Source extract
════════
I’m rounding out the last month of my first pregnancy with a lot of time on my hands since I have been put on bed rest since the my seventh month. This means I’ve been working and writing less and reading in preparation for this new stage in my life even more while I’ve spent hours in a reclined position.
Many of my friends and health care practitioners have asked what I’ve been reading up on when it comes to my new baby. I’m an extremely observant person and have asked my girlfriends with kids what topics or subjects they wish they had more information on before they had their first baby and birthing experience. The following subjects are as follows: breastfeeding, sleep and diaper training, fitness (more like gaining a responsible amount of weight and losing it afterwards), birthing (what to expect during the birthing process when it comes to our bodies and the different medical approaches), and pregnancy in general (common and rare issues women face during their pregnancies).
This is my list of reading material that I’ve read and referred to time and time again during my pregnancy. I’ve found them very helpful as I’ve embarked upon this journey of the first time mother and while I share the experience with my husband and health care providers during appointments and classes.
1. The Pregnancy Book: Month-by-Month, Everything You Need to Know From America’s Baby Experts – Dr William and Martha Sears
I like this book because it breaks pregnancy down to a month by month reference book as it what’s happening with the baby’s development inside the womb. It works as a great reference book for both mom and dad with illustrations, advice, and information for making the best decisions for the pre-born baby.
2. Mothering Magazine’s Having a Baby, Naturally – Peggy O’Mara, Wendy Ponte, and Jackie Facciolo
Published by the owner of Mothering Magazine, O’Mara combines all of the best information and science into helping mothers have natural and satisfying child birthing experiences. O’Mara goes over the phases of pregnancy, choices for birthing experiences (at home and in the hospital or birthing center), and lots of tips for having the most comfortable and natural pregnancy possible. My husband especially liked this book for the tips he got for making me comfortable and happy.
3. The Birth Book: Everything You Need to Know to Have a Safe and Satisfying Birth – Dr William Sears
Another book by Dr. Sears, The Birth Book takes a mother through the birthing process so that she’s confident to have her baby with self understanding and knowledge about her birthing options. I liked the education on how the body works, the medical options, and possibilities that can happen during the birthing experience. It’s really important for a woman to know exactly what is going on so that she can bypass the fear that leads to complications and unnecessary interventions.
════════
Data under study
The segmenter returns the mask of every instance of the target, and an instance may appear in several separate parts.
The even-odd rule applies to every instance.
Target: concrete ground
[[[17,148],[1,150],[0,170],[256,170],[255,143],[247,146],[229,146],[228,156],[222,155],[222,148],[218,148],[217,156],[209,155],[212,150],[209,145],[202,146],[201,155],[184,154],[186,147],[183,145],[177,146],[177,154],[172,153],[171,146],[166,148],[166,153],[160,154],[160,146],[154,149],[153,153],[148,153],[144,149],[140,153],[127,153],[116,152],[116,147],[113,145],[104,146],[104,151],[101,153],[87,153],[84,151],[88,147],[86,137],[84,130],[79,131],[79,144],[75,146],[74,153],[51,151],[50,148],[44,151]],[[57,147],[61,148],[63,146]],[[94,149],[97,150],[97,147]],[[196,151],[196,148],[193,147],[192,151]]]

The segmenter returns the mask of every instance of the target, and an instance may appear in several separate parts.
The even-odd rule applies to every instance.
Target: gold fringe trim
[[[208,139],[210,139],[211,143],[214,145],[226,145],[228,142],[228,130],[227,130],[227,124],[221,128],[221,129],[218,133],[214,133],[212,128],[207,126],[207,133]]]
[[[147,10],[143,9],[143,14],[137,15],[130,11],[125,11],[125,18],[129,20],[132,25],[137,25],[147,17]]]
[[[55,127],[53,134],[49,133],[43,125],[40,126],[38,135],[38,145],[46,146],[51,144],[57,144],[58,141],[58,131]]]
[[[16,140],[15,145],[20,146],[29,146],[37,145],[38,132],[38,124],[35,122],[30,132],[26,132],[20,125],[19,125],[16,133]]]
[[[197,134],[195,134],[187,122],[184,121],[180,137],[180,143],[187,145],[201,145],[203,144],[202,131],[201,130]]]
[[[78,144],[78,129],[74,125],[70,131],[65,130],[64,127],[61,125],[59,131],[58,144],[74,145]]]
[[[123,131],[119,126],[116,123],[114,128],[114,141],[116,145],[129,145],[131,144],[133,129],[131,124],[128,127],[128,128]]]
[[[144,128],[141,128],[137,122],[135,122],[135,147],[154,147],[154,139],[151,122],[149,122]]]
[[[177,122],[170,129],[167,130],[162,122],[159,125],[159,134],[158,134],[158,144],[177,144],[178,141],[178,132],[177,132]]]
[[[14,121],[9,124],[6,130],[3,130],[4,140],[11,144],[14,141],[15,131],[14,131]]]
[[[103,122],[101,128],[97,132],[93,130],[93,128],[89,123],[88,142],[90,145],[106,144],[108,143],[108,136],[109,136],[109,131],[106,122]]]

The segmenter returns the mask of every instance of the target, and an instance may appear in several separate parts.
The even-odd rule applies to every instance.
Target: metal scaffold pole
════════
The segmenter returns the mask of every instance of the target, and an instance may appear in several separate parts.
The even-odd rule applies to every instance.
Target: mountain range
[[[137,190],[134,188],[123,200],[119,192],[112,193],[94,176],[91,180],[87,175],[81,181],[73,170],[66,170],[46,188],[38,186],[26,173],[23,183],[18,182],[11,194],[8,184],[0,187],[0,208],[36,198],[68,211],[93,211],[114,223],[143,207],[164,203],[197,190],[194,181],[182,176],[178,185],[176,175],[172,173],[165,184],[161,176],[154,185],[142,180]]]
════════
Work instruction 1
Copy the pregnancy reading list word for word between "This is my list" and "appointments and classes.", inclusive.
Work instruction 2
Answer these questions from the pregnancy reading list:
(a) Since which month of the pregnancy has the writer been on bed rest?
(b) The owner of which magazine published the second book on the list?
(c) What did the writer's husband especially like about that second book?

Exercise answer 1
This is my list of reading material that I’ve read and referred to time and time again during my pregnancy. I’ve found them very helpful as I’ve embarked upon this journey of the first time mother and while I share the experience with my husband and health care providers during appointments and classes.

Exercise answer 2
(a) Since the seventh month.
(b) Mothering Magazine.
(c) The tips he got for making the writer comfortable and happy.